- [EXERCISE REQUIREMENTS]: Transcribe the records exactly from the line with "of the industrial" to the end, both included.

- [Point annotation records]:
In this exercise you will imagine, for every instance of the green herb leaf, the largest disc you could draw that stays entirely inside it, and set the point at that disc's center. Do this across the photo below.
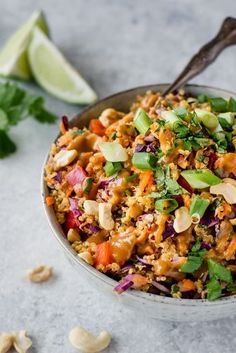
(112, 168)
(218, 104)
(192, 264)
(166, 206)
(218, 271)
(213, 289)
(131, 177)
(181, 112)
(7, 146)
(232, 105)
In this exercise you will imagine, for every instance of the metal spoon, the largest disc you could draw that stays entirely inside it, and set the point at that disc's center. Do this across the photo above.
(207, 54)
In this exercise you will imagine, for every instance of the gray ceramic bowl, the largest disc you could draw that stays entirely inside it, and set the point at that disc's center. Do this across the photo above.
(154, 306)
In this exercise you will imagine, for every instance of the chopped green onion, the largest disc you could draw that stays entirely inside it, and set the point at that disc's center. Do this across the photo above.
(112, 168)
(198, 206)
(192, 264)
(88, 185)
(166, 205)
(200, 178)
(142, 121)
(213, 289)
(131, 177)
(232, 105)
(202, 98)
(180, 129)
(218, 104)
(219, 271)
(144, 160)
(113, 151)
(169, 116)
(181, 112)
(208, 119)
(226, 120)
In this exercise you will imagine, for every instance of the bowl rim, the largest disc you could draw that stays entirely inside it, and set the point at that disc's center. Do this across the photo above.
(59, 235)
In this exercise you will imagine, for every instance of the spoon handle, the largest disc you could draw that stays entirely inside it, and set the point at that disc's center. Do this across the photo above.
(207, 54)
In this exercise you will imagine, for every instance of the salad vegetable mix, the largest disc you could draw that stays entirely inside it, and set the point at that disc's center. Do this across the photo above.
(148, 197)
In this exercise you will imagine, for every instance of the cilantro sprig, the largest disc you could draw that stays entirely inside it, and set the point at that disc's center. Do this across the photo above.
(195, 258)
(16, 104)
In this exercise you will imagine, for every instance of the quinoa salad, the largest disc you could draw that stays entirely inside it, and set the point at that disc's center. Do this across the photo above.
(148, 197)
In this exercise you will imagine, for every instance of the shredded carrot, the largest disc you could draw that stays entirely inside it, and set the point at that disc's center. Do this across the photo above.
(62, 127)
(146, 179)
(103, 255)
(96, 127)
(161, 227)
(50, 200)
(231, 250)
(187, 200)
(186, 285)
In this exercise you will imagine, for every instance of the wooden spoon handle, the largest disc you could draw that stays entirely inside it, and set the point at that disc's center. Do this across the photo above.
(207, 54)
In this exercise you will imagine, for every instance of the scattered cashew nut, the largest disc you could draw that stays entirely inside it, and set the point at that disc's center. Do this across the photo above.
(227, 189)
(87, 257)
(182, 219)
(82, 340)
(63, 158)
(105, 216)
(39, 274)
(18, 339)
(91, 207)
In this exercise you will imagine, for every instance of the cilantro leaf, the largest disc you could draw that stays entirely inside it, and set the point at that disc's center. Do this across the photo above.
(218, 271)
(7, 146)
(213, 289)
(16, 104)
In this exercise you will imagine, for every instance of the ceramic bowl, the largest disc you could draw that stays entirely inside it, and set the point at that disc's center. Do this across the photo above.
(154, 306)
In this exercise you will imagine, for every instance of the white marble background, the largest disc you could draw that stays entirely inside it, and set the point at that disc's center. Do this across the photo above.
(116, 45)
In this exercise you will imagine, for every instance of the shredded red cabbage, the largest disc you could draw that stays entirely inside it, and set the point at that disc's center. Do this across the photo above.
(74, 207)
(76, 176)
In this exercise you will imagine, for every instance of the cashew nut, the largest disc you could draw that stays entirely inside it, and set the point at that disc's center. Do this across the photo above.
(63, 158)
(182, 220)
(105, 217)
(73, 235)
(87, 257)
(21, 342)
(91, 207)
(6, 341)
(228, 190)
(18, 339)
(39, 274)
(86, 342)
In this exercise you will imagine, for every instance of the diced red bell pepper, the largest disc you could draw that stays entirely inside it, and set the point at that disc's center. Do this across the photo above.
(96, 127)
(103, 254)
(76, 176)
(182, 182)
(71, 221)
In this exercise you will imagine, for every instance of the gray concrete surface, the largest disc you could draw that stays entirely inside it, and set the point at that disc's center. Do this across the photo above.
(116, 45)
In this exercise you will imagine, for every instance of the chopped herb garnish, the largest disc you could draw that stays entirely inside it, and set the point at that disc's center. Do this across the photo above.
(131, 177)
(166, 205)
(218, 271)
(218, 104)
(16, 104)
(112, 168)
(144, 160)
(181, 112)
(195, 259)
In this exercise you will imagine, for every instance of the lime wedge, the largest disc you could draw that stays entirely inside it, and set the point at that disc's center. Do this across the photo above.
(53, 72)
(13, 56)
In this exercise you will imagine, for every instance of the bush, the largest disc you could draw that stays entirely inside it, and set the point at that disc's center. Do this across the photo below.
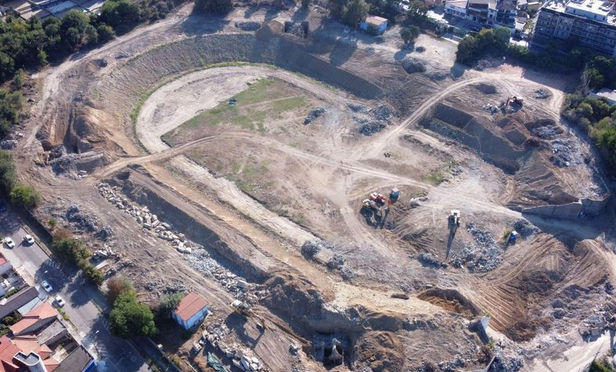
(409, 34)
(117, 286)
(130, 317)
(25, 196)
(213, 6)
(122, 15)
(168, 304)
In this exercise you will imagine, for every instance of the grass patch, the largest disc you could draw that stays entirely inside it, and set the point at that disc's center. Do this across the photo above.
(263, 99)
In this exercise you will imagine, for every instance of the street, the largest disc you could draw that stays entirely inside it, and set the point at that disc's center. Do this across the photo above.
(83, 300)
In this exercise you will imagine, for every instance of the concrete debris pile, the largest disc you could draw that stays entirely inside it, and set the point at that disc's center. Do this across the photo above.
(8, 144)
(547, 131)
(543, 93)
(299, 29)
(80, 220)
(314, 114)
(565, 153)
(593, 326)
(241, 358)
(248, 25)
(485, 254)
(525, 228)
(490, 108)
(329, 349)
(428, 260)
(374, 120)
(311, 248)
(196, 255)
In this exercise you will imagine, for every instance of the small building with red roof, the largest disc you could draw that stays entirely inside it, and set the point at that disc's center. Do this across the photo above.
(191, 311)
(35, 319)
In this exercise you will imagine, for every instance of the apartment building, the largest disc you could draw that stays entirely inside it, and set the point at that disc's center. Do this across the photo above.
(592, 23)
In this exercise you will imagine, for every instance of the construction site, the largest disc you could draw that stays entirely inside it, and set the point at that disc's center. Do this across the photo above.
(341, 203)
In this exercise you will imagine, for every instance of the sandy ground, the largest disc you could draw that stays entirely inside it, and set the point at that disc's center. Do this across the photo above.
(346, 168)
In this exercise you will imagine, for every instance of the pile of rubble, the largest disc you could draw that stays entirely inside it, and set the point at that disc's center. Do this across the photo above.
(374, 120)
(482, 256)
(314, 114)
(196, 255)
(491, 108)
(242, 359)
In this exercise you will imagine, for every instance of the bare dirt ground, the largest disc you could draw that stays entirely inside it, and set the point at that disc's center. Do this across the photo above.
(247, 184)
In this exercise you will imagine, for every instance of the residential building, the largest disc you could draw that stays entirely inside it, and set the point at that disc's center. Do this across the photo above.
(456, 8)
(19, 299)
(79, 360)
(34, 358)
(481, 11)
(5, 265)
(374, 24)
(191, 311)
(487, 13)
(36, 319)
(592, 23)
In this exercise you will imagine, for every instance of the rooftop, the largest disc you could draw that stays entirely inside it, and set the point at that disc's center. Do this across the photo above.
(44, 311)
(375, 20)
(191, 304)
(77, 360)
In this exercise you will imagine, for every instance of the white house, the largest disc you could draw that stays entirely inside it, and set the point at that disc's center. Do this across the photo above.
(191, 311)
(374, 24)
(456, 8)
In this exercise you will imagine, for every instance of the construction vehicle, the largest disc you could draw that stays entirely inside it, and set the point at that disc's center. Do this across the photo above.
(514, 102)
(454, 218)
(241, 307)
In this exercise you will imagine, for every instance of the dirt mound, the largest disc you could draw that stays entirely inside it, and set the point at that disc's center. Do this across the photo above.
(412, 65)
(486, 88)
(450, 300)
(293, 297)
(379, 351)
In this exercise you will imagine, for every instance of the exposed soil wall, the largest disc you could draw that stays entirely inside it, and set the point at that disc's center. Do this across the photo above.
(124, 87)
(214, 236)
(583, 207)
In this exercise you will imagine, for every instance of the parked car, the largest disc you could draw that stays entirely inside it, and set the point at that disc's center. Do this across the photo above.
(9, 243)
(59, 301)
(28, 239)
(46, 286)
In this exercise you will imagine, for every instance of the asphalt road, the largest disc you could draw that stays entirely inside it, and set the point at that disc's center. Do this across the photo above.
(83, 300)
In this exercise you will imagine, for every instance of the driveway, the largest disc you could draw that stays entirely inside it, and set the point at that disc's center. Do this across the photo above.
(83, 300)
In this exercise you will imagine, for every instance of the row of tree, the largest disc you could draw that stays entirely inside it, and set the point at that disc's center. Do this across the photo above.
(598, 119)
(31, 44)
(73, 251)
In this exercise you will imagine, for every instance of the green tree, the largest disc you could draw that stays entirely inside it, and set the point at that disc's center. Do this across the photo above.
(130, 317)
(168, 304)
(213, 6)
(7, 172)
(25, 196)
(73, 28)
(105, 32)
(409, 34)
(122, 15)
(91, 35)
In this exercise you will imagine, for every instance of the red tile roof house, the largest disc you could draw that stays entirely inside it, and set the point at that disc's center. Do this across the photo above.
(14, 358)
(191, 311)
(34, 320)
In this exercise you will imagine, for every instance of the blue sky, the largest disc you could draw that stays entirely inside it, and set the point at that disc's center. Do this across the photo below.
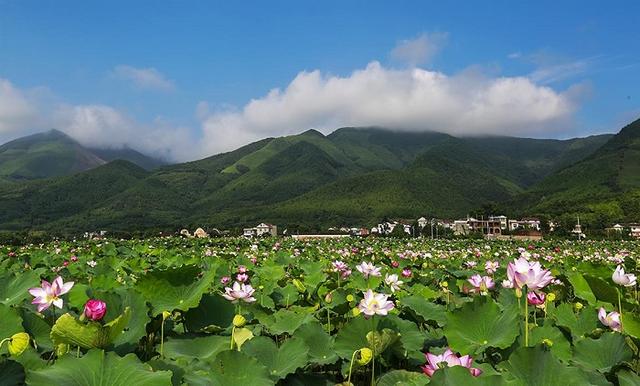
(178, 69)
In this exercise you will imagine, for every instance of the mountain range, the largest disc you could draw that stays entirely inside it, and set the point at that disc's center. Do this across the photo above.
(310, 181)
(54, 154)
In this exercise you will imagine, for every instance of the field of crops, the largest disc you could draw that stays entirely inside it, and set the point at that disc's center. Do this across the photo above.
(279, 311)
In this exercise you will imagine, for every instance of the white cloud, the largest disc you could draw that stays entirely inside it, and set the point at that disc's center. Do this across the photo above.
(146, 78)
(105, 127)
(411, 99)
(419, 50)
(17, 110)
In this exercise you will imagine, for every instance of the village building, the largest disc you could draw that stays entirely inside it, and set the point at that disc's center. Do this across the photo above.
(261, 230)
(524, 224)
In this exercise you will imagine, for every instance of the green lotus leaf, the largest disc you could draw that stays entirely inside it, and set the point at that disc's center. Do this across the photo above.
(579, 323)
(560, 346)
(282, 361)
(602, 353)
(241, 336)
(631, 324)
(380, 340)
(213, 310)
(285, 321)
(14, 287)
(99, 368)
(459, 375)
(481, 324)
(581, 288)
(319, 342)
(175, 288)
(10, 323)
(402, 378)
(69, 330)
(38, 328)
(202, 347)
(535, 366)
(426, 309)
(627, 378)
(237, 368)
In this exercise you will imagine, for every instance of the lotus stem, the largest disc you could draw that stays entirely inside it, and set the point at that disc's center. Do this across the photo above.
(526, 324)
(162, 338)
(373, 358)
(620, 308)
(353, 357)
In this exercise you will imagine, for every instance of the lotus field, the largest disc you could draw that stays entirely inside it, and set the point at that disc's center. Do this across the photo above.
(372, 311)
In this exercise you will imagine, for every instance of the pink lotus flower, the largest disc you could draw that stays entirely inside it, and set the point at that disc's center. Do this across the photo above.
(536, 298)
(368, 269)
(448, 359)
(611, 320)
(239, 292)
(481, 284)
(393, 282)
(95, 309)
(375, 304)
(49, 294)
(491, 267)
(339, 266)
(242, 277)
(623, 279)
(522, 273)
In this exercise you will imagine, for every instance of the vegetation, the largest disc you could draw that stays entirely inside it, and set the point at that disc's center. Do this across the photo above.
(306, 182)
(172, 311)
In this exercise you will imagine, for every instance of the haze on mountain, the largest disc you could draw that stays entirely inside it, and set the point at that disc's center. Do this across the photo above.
(310, 181)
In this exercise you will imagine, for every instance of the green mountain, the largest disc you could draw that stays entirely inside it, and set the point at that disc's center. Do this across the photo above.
(306, 181)
(53, 154)
(603, 187)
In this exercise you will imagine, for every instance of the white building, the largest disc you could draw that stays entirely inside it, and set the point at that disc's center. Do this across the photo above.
(526, 223)
(260, 230)
(502, 219)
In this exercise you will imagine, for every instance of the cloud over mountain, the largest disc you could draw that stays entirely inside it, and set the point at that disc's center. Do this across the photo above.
(412, 99)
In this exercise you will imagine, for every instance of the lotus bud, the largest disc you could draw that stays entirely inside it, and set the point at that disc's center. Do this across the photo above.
(299, 286)
(95, 309)
(366, 354)
(18, 343)
(62, 349)
(239, 321)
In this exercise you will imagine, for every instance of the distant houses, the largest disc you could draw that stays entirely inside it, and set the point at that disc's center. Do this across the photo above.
(261, 230)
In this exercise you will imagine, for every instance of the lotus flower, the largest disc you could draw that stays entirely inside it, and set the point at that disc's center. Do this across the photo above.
(522, 273)
(95, 309)
(491, 267)
(448, 359)
(239, 292)
(393, 282)
(375, 304)
(368, 269)
(481, 284)
(49, 294)
(536, 298)
(611, 320)
(623, 279)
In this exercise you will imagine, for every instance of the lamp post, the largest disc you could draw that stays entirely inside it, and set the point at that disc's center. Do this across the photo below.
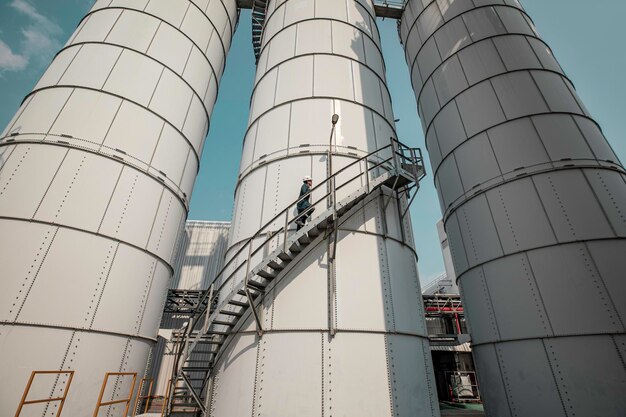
(331, 182)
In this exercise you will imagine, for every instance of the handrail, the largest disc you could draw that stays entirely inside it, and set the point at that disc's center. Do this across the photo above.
(245, 242)
(61, 399)
(127, 400)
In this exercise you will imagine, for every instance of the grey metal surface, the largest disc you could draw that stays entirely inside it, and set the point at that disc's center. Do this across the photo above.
(532, 197)
(318, 58)
(96, 172)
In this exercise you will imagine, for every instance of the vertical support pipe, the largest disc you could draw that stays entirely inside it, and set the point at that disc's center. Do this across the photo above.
(96, 172)
(533, 200)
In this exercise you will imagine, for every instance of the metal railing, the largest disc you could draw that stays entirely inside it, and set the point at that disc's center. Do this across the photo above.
(127, 400)
(60, 399)
(394, 159)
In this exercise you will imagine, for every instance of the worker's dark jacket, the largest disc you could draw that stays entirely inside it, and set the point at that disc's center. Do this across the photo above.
(306, 202)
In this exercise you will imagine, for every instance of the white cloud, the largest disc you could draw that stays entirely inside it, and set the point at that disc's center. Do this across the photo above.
(43, 24)
(9, 60)
(40, 39)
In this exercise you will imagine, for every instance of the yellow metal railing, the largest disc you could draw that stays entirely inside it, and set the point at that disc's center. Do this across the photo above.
(61, 399)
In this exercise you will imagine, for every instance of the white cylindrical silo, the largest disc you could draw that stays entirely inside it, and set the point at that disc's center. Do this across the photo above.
(321, 57)
(96, 171)
(533, 200)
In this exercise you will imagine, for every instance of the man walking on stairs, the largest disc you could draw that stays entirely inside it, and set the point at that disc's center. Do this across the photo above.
(304, 204)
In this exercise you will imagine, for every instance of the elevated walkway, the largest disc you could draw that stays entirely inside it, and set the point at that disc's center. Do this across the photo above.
(239, 289)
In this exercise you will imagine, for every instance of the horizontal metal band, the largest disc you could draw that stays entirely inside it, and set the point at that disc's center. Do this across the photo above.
(352, 153)
(457, 52)
(320, 19)
(542, 338)
(465, 198)
(171, 25)
(382, 116)
(78, 329)
(64, 226)
(489, 79)
(338, 330)
(487, 6)
(64, 144)
(523, 251)
(283, 4)
(314, 54)
(528, 116)
(180, 77)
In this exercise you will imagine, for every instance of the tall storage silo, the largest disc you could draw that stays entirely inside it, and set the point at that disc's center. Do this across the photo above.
(533, 200)
(96, 172)
(344, 337)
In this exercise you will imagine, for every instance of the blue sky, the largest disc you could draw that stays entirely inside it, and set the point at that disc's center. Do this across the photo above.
(587, 38)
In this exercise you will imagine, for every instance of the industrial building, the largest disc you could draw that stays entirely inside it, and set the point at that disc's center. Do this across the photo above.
(317, 309)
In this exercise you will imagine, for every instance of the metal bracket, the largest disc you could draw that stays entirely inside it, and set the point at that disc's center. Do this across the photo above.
(259, 326)
(193, 392)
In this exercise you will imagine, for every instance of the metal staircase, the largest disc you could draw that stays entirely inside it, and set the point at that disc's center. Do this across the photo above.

- [EXERCISE RESPONSE]:
In this exercise you will imagine, for every instance of the industrial building, the largest disc you could draw that stays entirely inside it, and set the point at that disc's center. Do this across the photo above.
(317, 309)
In this exercise you will imagine, for every instance of the metal bracket, the largest disc you could draw that stays entirely inside it, and set the point at that disc's center. Do this across the photo above.
(259, 326)
(193, 392)
In this exercise you will imagine, for every instance of the metal staircase, the largest disc you could draw that stays entirely inside it, and set the point at that disc's center. Do this across the photo above.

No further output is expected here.